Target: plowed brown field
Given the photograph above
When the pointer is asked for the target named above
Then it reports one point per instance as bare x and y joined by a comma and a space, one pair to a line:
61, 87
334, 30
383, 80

- - - - - - -

**PROBLEM DETAILS**
Please give the records again exactly as they are.

**SOLVED EXERCISE**
Target: plowed brown field
Given the photograph above
When the pointer is asked for the target named above
Then it reports one point per instance as bare x and y joined by a comma and a space, one pair to a line:
61, 87
334, 30
383, 80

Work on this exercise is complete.